> _Goal of the exercise_
Give back exactly the lines that run from the line containing "query | metal fan grille" through the end of the listing below. Leave out every other line.
───── Working data
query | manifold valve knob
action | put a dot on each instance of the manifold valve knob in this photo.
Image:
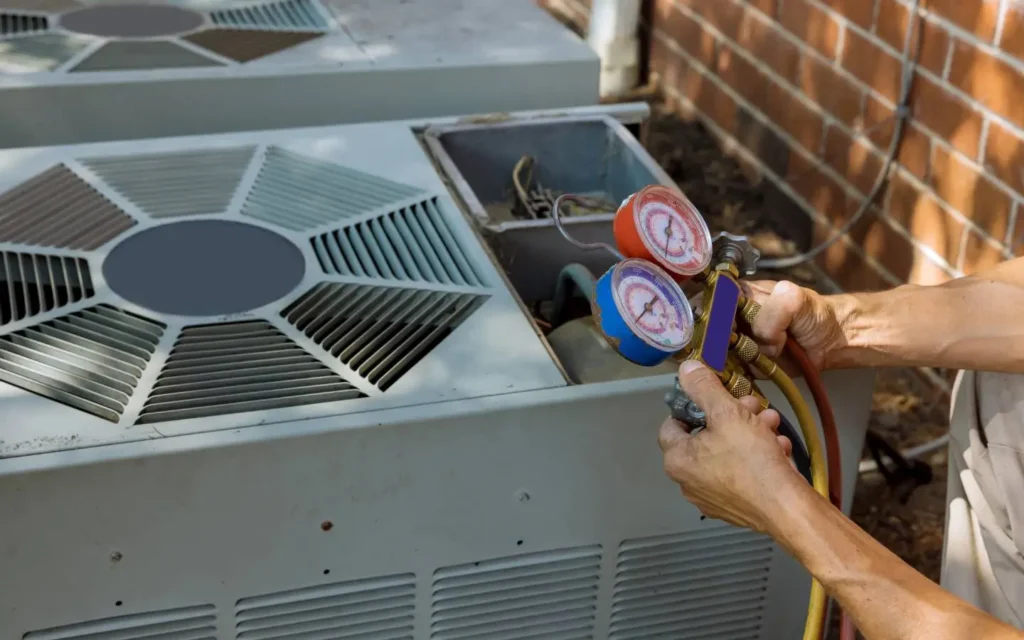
(685, 410)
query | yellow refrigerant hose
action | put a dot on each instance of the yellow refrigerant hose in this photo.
(819, 474)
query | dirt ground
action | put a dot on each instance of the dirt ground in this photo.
(906, 410)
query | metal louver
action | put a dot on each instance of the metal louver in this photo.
(32, 284)
(289, 14)
(551, 595)
(19, 24)
(709, 584)
(243, 367)
(381, 607)
(168, 185)
(196, 623)
(412, 243)
(91, 359)
(378, 332)
(58, 209)
(148, 339)
(300, 194)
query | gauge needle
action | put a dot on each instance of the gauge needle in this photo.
(646, 309)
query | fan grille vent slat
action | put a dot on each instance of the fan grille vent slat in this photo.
(166, 185)
(380, 333)
(226, 369)
(702, 585)
(58, 209)
(412, 244)
(91, 359)
(33, 284)
(379, 608)
(300, 194)
(545, 595)
(17, 24)
(197, 623)
(287, 14)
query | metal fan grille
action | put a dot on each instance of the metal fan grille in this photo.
(196, 623)
(287, 14)
(299, 194)
(235, 368)
(413, 243)
(709, 584)
(550, 595)
(91, 359)
(169, 185)
(58, 209)
(17, 24)
(381, 607)
(380, 333)
(35, 284)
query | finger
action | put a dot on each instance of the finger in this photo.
(777, 311)
(751, 403)
(770, 419)
(671, 434)
(785, 444)
(706, 389)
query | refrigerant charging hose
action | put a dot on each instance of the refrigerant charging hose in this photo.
(819, 475)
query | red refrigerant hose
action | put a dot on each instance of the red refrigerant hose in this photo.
(827, 417)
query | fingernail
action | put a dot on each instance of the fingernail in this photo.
(689, 367)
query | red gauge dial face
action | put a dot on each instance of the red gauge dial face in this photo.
(673, 231)
(652, 305)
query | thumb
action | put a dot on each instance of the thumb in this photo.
(705, 388)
──────────
> _Exercise solution_
query | metal fan grille
action | put a dot on each instance of the metal fan grille in this photo.
(196, 623)
(287, 14)
(299, 194)
(235, 368)
(413, 243)
(709, 584)
(550, 595)
(91, 359)
(169, 185)
(58, 209)
(17, 24)
(381, 607)
(380, 333)
(35, 284)
query | finger
action | put a dot on each instance of the finger in this photo.
(777, 311)
(751, 403)
(770, 419)
(671, 434)
(785, 444)
(706, 389)
query | refrigerant charging hose
action | put a dot on each instance of the refrigerant charging hose in this photo.
(819, 475)
query | red refrigerant hose
action | put a dot on each instance of the red refrigerant hose in this photo.
(827, 417)
query | fingernail
action | put a dot on each instance of the fingernail in this photo.
(689, 367)
query | red gauge dial face
action | put a dot on each instance of the red gauge dial face in this photo.
(673, 231)
(652, 305)
query | thumb
action | put a dot on each instance of the thumb in this photo.
(705, 388)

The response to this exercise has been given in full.